• Problem description:
Print the line that contains "towel in this photo, one line per instance." and every line after it through the last line of the records below, exactly as written and nothing else.

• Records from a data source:
_ _ _ _ _ _ _

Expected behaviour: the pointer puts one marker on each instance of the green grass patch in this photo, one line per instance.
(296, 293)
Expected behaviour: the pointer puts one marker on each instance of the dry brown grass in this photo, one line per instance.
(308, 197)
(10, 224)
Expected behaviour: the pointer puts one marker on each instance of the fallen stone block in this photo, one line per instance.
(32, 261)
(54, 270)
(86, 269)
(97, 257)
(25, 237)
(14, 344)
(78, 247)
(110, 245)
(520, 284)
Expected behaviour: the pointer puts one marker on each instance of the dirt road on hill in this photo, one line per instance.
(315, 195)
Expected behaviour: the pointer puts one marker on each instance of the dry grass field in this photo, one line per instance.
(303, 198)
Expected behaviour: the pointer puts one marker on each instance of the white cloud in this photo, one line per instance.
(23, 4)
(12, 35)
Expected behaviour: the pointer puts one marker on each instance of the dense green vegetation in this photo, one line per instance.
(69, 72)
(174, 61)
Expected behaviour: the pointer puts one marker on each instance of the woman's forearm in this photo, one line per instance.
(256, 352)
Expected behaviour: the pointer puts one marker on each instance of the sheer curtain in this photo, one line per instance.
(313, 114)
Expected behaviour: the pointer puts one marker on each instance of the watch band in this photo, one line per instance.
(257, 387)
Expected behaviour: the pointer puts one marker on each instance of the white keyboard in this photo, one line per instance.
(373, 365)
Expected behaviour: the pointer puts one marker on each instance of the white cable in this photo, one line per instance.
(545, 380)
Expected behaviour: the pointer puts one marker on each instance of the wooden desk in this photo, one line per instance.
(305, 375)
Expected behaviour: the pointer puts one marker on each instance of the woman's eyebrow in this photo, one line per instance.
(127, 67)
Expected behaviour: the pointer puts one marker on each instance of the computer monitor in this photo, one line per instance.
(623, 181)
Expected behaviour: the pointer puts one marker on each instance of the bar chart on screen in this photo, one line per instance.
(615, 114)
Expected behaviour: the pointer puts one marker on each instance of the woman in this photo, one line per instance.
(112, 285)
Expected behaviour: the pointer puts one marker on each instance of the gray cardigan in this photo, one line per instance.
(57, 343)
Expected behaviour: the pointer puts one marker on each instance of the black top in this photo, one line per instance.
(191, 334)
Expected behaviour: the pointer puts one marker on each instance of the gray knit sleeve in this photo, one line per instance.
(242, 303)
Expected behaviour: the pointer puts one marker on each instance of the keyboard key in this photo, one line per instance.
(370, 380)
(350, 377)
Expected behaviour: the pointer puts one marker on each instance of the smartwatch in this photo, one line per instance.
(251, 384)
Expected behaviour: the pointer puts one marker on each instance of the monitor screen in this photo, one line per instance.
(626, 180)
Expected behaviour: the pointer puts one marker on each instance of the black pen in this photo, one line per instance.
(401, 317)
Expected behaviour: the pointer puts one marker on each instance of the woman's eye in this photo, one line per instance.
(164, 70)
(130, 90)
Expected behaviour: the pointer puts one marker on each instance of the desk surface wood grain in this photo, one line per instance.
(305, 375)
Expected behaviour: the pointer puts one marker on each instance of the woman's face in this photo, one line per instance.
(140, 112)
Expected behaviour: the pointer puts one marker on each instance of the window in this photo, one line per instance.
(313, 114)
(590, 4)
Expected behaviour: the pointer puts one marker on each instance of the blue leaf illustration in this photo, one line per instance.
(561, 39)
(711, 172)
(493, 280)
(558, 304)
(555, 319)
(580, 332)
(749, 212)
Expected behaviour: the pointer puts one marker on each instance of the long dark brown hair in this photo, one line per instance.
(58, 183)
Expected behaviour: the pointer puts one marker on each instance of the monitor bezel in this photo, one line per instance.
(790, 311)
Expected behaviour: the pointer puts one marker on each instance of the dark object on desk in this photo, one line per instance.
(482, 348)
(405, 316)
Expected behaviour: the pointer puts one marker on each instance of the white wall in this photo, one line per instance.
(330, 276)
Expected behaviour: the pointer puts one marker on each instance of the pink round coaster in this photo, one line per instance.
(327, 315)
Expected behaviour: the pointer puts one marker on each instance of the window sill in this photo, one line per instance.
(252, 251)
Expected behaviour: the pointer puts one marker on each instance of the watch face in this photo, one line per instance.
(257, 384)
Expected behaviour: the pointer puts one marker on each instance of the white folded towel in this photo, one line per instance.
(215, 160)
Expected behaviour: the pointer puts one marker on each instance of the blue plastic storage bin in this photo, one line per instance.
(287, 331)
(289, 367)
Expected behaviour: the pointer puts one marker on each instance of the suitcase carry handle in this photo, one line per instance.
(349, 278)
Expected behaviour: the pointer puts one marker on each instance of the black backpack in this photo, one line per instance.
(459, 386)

_ _ _ _ _ _ _

• Response for this exercise:
Expected behaviour: the pointer puts one marker on each instance of the white folded towel in this photo, one line per instance.
(215, 160)
Expected behaviour: the pointer puts one marker on each instance of the blue plastic storage bin in this photo, one line per instance.
(287, 331)
(289, 367)
Expected behaviour: the pointer puts one marker on each instance of the suitcase carry handle in this photo, one line per instance.
(349, 278)
Expected behaviour: the pointer puts one marker on each instance of the black backpack in this photo, one line per instance.
(459, 386)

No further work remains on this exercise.